(Input records)

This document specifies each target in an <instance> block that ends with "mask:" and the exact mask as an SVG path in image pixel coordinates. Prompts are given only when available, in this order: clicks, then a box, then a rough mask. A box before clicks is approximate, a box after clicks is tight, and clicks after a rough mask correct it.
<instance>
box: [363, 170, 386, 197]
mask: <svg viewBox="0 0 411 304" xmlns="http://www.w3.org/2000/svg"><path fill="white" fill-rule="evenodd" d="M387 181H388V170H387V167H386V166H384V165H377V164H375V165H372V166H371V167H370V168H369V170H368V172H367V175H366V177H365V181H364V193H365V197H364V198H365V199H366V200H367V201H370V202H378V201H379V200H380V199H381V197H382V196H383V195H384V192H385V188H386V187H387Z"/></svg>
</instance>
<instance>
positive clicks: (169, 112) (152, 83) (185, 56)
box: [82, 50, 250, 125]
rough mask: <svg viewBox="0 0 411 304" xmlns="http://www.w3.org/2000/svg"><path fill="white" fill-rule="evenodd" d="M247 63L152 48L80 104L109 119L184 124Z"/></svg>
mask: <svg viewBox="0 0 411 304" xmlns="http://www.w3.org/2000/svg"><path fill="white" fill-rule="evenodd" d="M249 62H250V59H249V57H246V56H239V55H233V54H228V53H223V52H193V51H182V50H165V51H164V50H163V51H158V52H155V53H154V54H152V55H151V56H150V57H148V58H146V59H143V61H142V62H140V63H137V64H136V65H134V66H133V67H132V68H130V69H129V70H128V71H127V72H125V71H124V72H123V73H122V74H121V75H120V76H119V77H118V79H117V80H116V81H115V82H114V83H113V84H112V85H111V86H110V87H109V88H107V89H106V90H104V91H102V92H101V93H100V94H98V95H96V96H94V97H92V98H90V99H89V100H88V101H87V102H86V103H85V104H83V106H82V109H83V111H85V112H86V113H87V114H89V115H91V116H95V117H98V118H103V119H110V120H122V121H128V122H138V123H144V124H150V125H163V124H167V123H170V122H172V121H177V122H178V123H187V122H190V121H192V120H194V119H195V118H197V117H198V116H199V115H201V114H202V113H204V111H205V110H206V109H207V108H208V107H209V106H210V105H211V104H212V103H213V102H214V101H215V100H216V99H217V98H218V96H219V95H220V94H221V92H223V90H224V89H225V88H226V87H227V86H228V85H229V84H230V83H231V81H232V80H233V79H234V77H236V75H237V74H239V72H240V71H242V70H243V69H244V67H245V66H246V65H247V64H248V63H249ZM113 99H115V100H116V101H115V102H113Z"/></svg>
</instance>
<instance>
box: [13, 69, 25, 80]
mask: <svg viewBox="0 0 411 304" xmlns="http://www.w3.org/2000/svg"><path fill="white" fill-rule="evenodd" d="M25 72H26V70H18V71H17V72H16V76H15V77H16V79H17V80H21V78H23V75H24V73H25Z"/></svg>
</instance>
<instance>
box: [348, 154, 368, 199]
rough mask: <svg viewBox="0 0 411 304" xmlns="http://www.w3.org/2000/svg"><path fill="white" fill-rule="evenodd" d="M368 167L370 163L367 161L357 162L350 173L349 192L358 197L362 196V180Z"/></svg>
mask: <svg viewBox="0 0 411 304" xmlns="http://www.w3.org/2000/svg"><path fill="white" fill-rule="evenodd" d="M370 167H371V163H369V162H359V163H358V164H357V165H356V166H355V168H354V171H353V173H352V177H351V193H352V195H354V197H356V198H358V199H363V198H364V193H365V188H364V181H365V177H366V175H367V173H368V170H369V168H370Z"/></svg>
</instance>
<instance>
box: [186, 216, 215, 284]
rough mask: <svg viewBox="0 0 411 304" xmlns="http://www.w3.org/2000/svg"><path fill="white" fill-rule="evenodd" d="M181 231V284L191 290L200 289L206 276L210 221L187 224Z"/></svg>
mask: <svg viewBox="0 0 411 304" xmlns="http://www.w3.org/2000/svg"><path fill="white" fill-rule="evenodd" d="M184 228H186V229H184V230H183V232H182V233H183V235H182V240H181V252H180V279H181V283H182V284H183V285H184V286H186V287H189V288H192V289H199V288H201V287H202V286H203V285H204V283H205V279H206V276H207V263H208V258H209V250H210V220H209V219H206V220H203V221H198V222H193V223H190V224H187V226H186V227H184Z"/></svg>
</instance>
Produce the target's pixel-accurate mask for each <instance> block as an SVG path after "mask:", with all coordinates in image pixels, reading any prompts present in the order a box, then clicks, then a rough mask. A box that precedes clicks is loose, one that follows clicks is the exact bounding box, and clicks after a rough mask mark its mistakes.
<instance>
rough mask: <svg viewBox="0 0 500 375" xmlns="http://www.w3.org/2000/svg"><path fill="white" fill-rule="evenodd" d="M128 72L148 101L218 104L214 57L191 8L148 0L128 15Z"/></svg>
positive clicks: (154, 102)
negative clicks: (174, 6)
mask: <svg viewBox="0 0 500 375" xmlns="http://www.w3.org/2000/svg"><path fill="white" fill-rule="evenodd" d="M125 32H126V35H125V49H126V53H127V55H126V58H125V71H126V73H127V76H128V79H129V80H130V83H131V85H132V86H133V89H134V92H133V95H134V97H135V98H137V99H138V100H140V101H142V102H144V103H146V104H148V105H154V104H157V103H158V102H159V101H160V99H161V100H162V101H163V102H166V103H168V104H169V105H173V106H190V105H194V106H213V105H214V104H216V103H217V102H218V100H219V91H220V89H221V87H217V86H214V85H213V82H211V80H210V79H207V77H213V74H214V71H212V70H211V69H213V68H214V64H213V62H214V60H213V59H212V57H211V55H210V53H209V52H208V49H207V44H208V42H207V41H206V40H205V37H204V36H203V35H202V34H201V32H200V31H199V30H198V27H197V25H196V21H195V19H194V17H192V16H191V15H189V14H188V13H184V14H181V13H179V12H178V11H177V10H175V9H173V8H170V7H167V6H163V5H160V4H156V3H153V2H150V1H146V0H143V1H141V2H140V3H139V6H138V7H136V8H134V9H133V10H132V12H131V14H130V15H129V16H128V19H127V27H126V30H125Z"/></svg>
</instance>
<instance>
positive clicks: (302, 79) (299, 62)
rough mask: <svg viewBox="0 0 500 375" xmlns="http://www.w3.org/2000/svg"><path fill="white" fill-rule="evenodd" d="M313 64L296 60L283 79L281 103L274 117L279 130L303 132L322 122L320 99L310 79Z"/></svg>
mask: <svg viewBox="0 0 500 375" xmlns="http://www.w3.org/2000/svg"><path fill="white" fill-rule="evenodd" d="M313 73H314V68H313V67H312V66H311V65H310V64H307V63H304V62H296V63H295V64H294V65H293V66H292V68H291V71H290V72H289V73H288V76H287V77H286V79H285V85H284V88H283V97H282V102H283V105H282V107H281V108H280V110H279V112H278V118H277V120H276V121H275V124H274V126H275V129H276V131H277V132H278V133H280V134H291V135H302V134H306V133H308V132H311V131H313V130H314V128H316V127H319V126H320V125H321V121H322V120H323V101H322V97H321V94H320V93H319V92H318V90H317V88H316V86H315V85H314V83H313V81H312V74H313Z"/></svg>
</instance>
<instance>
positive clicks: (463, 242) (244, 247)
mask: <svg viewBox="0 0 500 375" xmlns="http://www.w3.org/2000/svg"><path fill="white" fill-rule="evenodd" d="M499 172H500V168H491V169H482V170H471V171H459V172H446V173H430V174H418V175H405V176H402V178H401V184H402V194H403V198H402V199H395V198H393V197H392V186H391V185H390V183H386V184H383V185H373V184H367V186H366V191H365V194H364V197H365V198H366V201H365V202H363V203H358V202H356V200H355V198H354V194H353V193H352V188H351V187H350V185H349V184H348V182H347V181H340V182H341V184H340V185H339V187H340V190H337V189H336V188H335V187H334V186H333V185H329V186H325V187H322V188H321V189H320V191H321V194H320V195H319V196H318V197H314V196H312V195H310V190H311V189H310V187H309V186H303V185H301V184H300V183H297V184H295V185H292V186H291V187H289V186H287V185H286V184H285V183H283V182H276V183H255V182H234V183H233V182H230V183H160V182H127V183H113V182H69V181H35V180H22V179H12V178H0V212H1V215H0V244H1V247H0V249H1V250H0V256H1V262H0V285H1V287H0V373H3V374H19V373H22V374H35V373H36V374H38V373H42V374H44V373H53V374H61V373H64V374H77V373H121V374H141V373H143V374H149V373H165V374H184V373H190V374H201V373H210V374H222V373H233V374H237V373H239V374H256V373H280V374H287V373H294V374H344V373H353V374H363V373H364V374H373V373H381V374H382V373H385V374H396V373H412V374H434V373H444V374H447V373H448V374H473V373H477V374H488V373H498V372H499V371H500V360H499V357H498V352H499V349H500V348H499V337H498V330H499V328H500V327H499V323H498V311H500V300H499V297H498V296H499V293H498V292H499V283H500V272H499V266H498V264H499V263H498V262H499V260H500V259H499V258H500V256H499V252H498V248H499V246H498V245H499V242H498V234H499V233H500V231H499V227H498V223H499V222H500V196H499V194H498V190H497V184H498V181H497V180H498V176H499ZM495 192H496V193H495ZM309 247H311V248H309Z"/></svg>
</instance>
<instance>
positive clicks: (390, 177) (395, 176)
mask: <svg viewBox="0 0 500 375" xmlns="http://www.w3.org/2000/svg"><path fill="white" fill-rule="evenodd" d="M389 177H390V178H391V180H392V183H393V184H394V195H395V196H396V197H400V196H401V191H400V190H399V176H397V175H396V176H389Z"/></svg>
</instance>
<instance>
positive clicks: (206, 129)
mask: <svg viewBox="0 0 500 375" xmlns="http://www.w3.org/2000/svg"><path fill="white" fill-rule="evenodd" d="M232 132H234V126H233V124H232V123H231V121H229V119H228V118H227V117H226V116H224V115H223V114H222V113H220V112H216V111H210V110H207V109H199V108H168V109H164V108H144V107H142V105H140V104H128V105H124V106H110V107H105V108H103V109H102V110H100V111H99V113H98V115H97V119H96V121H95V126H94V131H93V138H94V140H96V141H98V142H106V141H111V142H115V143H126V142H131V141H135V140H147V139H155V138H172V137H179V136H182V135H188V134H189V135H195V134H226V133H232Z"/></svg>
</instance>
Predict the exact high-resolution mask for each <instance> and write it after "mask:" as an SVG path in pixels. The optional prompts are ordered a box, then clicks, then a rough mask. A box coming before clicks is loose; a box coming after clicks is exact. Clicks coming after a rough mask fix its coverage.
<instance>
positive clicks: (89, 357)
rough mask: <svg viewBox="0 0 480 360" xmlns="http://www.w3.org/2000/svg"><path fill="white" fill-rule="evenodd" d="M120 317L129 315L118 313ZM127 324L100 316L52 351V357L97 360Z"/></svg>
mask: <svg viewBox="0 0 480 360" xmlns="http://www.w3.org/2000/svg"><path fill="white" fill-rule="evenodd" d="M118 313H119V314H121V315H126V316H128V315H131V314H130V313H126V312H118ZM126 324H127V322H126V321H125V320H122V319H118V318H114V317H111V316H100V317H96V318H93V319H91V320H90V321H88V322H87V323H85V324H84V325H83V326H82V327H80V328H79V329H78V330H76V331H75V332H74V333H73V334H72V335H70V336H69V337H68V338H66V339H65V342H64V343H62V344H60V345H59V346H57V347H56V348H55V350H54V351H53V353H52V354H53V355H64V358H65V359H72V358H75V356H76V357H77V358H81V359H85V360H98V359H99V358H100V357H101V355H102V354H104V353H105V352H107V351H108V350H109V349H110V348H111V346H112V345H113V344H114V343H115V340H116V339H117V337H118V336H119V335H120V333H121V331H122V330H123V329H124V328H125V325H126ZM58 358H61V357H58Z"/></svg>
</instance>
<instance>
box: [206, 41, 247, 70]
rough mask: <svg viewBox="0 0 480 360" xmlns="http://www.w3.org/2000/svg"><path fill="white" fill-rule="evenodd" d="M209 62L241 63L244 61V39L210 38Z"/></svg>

(End Input records)

▸ Directions
Go through the data above and copy each line in which "image" appears.

▸ Reply to the exercise
This document specifies each target in an <instance> block that ends with "mask:" and the exact mask as an SVG path in image pixel coordinates. Prompts are given only when available, in this order: clicks, then a box, then a rough mask. A box before clicks is approximate, a box after clicks is tight, and clicks after a rough mask correct it.
Produce the target's pixel-accurate mask for each <instance> block as an SVG path after "mask:", with all coordinates in image pixels, reading any prompts present in the order a box, then clicks, then a rough mask. A box that precedes clicks is loose, one that follows clicks is the exact bounding box, and clicks after a rough mask mark its mistakes.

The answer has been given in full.